(Saved entries)
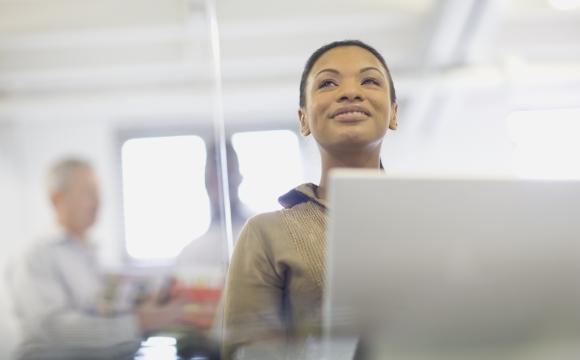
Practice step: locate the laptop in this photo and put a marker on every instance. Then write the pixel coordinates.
(453, 268)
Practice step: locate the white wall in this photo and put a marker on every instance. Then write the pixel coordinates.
(11, 218)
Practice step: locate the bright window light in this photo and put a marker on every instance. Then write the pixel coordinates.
(547, 143)
(270, 166)
(166, 205)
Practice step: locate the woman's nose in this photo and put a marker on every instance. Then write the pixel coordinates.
(350, 92)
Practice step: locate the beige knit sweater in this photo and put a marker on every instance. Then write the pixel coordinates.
(276, 276)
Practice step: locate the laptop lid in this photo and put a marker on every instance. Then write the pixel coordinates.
(452, 268)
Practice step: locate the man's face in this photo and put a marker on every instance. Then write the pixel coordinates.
(77, 205)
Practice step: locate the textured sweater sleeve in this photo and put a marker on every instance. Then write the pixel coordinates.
(254, 292)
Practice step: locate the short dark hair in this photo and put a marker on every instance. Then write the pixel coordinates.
(318, 53)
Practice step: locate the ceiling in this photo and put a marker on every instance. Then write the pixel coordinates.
(71, 47)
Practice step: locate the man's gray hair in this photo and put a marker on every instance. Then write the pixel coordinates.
(59, 174)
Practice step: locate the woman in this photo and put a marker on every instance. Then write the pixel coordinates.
(276, 277)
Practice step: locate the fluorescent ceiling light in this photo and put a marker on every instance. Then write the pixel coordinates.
(565, 4)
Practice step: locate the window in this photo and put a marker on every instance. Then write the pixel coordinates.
(547, 143)
(270, 166)
(166, 205)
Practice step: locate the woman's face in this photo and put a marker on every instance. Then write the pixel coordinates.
(347, 100)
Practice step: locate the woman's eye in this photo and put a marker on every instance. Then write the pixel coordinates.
(371, 81)
(326, 83)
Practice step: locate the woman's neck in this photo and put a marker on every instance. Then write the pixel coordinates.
(358, 160)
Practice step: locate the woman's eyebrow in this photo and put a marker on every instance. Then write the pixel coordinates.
(334, 71)
(369, 68)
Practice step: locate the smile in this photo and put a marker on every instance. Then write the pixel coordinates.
(351, 112)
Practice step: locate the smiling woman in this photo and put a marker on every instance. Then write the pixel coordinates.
(276, 277)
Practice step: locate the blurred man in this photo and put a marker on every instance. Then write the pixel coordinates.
(59, 292)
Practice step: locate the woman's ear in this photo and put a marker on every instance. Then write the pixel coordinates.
(304, 128)
(394, 117)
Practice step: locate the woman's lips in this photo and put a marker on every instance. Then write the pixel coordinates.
(351, 113)
(349, 116)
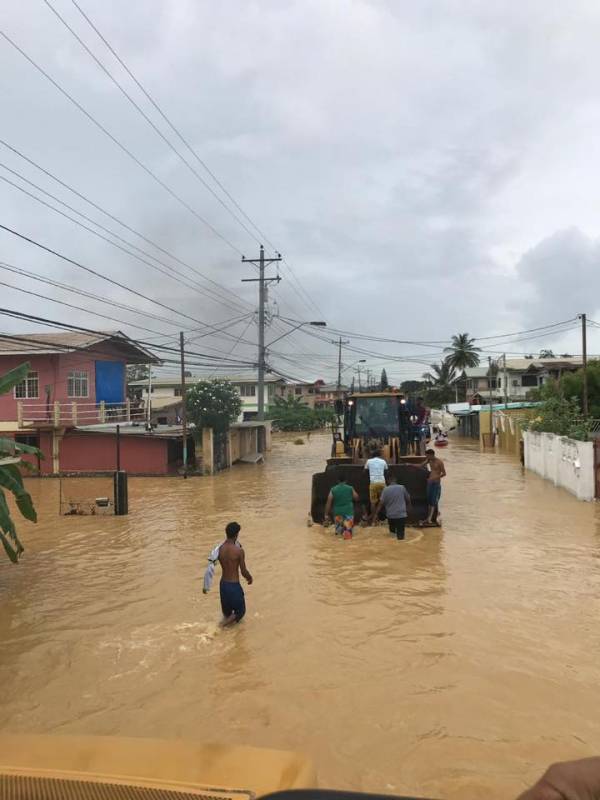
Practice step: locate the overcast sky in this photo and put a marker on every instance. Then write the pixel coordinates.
(425, 168)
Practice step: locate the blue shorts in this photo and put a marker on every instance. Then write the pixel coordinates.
(434, 492)
(232, 599)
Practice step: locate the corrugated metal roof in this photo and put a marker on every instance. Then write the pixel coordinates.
(476, 372)
(523, 364)
(192, 379)
(70, 341)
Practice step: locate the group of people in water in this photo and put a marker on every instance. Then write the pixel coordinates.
(386, 496)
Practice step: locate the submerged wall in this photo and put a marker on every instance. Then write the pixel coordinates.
(565, 462)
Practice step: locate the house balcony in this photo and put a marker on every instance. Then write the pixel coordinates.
(75, 414)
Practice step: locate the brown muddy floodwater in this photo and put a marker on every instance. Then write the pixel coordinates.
(456, 664)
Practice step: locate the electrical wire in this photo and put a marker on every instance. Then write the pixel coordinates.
(119, 221)
(99, 275)
(176, 276)
(185, 142)
(80, 329)
(148, 120)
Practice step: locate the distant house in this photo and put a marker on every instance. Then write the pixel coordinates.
(476, 382)
(327, 393)
(72, 398)
(305, 391)
(519, 375)
(513, 378)
(164, 394)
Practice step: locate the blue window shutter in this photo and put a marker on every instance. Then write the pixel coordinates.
(110, 381)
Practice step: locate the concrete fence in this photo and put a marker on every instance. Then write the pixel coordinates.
(565, 462)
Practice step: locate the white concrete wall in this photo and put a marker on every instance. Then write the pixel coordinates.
(563, 461)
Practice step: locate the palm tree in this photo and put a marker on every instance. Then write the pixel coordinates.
(462, 353)
(440, 382)
(11, 479)
(441, 376)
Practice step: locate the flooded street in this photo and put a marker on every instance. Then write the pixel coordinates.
(457, 664)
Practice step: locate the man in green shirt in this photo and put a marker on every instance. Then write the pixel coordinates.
(341, 499)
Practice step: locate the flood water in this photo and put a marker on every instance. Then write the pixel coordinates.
(457, 664)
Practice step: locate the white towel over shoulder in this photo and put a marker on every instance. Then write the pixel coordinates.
(212, 563)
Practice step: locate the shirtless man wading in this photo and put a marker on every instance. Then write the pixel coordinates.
(232, 561)
(437, 471)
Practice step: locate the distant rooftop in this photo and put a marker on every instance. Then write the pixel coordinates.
(542, 363)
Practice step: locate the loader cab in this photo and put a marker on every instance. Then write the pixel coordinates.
(376, 415)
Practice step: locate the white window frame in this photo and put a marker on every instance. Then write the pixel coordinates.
(77, 377)
(33, 376)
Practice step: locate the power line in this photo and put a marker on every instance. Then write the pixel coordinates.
(74, 290)
(119, 144)
(99, 275)
(118, 220)
(148, 120)
(184, 141)
(197, 287)
(80, 329)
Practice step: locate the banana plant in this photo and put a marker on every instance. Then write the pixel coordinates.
(11, 479)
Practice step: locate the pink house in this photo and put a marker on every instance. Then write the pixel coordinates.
(69, 403)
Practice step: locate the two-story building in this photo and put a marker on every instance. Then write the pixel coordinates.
(72, 399)
(511, 379)
(164, 395)
(305, 391)
(518, 376)
(475, 383)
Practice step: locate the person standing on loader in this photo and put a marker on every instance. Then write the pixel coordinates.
(377, 468)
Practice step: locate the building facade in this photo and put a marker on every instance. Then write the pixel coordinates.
(511, 379)
(164, 393)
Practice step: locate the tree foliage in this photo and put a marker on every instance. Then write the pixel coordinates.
(292, 414)
(571, 385)
(439, 388)
(561, 409)
(11, 480)
(414, 387)
(561, 416)
(213, 404)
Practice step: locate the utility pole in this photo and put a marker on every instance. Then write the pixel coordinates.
(263, 282)
(491, 399)
(149, 403)
(339, 343)
(583, 318)
(183, 405)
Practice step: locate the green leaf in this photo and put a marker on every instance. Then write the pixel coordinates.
(11, 479)
(6, 522)
(4, 462)
(9, 446)
(8, 534)
(13, 377)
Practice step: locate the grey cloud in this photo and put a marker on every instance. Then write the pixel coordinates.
(382, 146)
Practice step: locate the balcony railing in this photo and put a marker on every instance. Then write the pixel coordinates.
(62, 414)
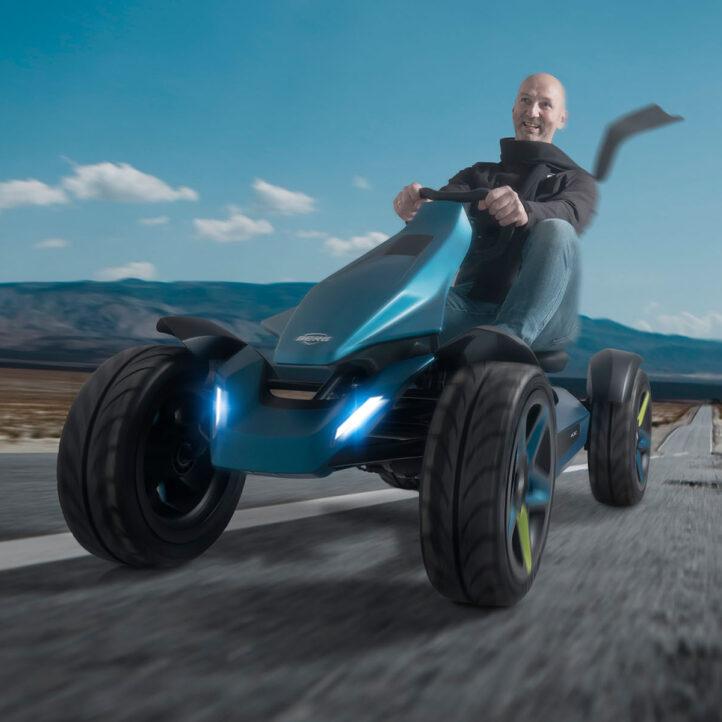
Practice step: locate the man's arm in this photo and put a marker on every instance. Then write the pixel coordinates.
(575, 203)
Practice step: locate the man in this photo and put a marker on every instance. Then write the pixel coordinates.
(527, 284)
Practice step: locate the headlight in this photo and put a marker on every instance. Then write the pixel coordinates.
(220, 408)
(360, 416)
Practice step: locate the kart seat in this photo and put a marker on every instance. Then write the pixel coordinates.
(552, 361)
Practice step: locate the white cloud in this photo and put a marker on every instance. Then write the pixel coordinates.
(52, 243)
(236, 227)
(707, 325)
(122, 182)
(155, 221)
(282, 200)
(311, 234)
(29, 192)
(339, 246)
(134, 269)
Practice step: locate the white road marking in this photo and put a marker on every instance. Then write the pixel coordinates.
(19, 553)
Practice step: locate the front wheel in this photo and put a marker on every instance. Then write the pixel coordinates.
(135, 478)
(487, 483)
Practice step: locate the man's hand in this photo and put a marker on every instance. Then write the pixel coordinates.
(408, 202)
(504, 205)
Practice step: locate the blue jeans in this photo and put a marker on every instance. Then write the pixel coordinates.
(541, 307)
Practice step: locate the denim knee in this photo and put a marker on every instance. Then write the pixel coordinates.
(553, 236)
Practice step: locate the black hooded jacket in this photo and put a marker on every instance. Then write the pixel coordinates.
(550, 185)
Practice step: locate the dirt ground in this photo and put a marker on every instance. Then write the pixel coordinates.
(34, 404)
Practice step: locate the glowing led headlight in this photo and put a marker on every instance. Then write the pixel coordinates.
(220, 407)
(359, 417)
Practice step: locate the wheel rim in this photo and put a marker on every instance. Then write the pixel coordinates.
(179, 484)
(530, 486)
(643, 437)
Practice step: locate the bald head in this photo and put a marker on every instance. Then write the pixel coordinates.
(540, 108)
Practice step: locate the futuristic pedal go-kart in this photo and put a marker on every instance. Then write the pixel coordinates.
(156, 447)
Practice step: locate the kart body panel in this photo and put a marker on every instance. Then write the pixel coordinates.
(397, 290)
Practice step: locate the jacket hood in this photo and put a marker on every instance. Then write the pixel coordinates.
(532, 152)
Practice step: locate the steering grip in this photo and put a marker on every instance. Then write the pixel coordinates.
(478, 194)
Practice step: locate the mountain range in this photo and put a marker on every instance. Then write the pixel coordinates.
(82, 323)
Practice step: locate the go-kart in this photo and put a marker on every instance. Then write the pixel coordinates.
(156, 447)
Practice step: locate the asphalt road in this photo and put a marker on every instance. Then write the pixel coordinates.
(331, 617)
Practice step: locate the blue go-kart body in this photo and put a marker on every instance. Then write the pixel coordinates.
(357, 367)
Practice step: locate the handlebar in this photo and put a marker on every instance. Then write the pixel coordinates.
(478, 194)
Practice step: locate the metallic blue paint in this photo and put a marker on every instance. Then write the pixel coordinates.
(264, 436)
(382, 296)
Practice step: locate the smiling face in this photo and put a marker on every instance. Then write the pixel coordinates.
(539, 109)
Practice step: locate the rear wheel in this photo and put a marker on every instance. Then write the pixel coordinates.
(135, 478)
(620, 446)
(487, 483)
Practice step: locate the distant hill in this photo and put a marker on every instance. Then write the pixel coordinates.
(85, 322)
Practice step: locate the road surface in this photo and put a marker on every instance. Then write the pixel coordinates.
(307, 611)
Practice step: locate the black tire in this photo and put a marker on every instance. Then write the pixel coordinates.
(475, 483)
(620, 446)
(401, 481)
(135, 480)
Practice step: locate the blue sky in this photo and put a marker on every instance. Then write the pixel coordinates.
(264, 142)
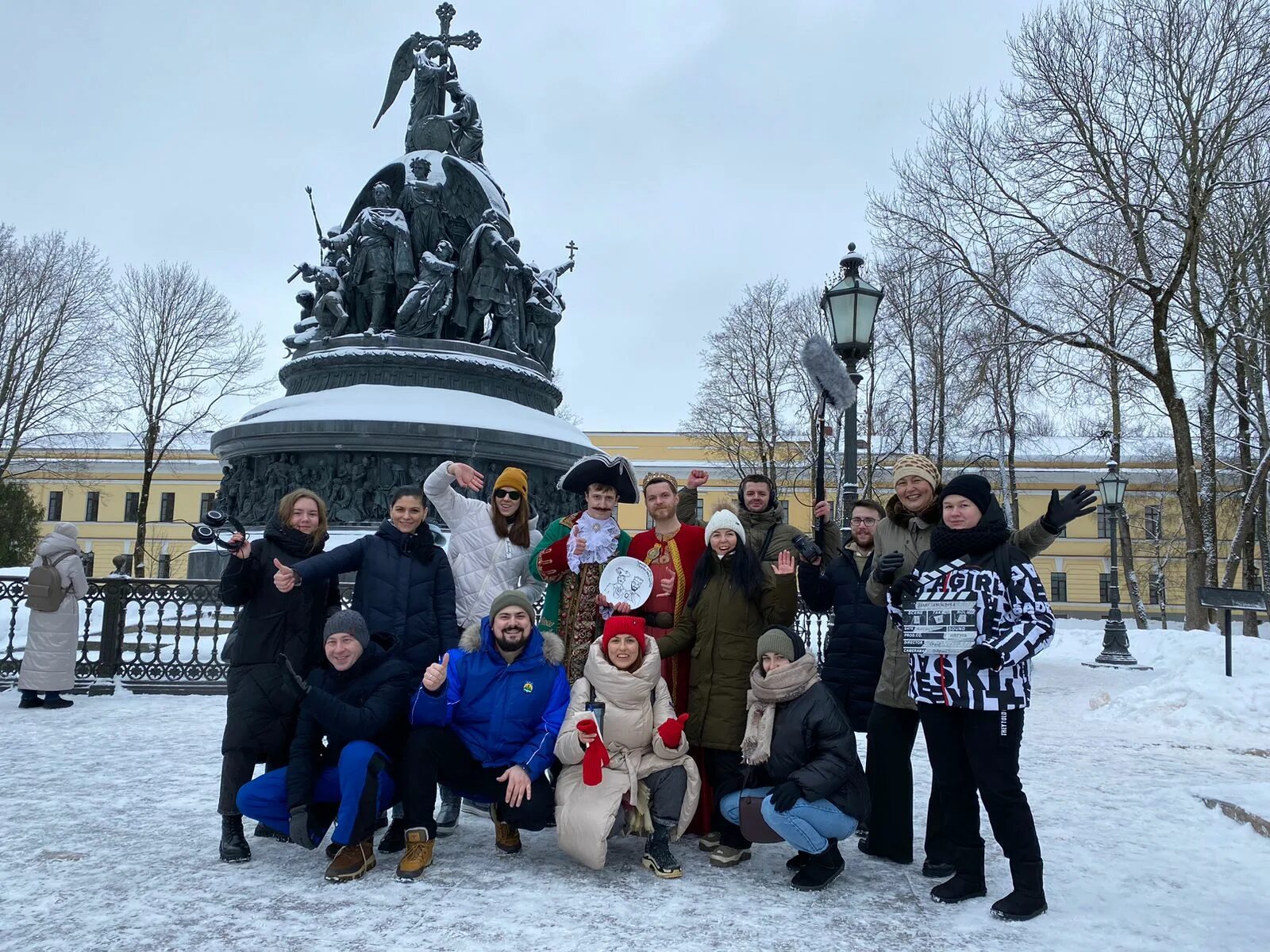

§ WHAT TO PRODUCE:
Word for word, output the lines from the line bearing "Practice step: locate the blue sky" through the end of the records above, and only those, without the pictures.

§ OUTPUT BELOW:
Practice step: locate the blue sky in this photo and put a marker on every instance. Then write the pixel coordinates.
(264, 142)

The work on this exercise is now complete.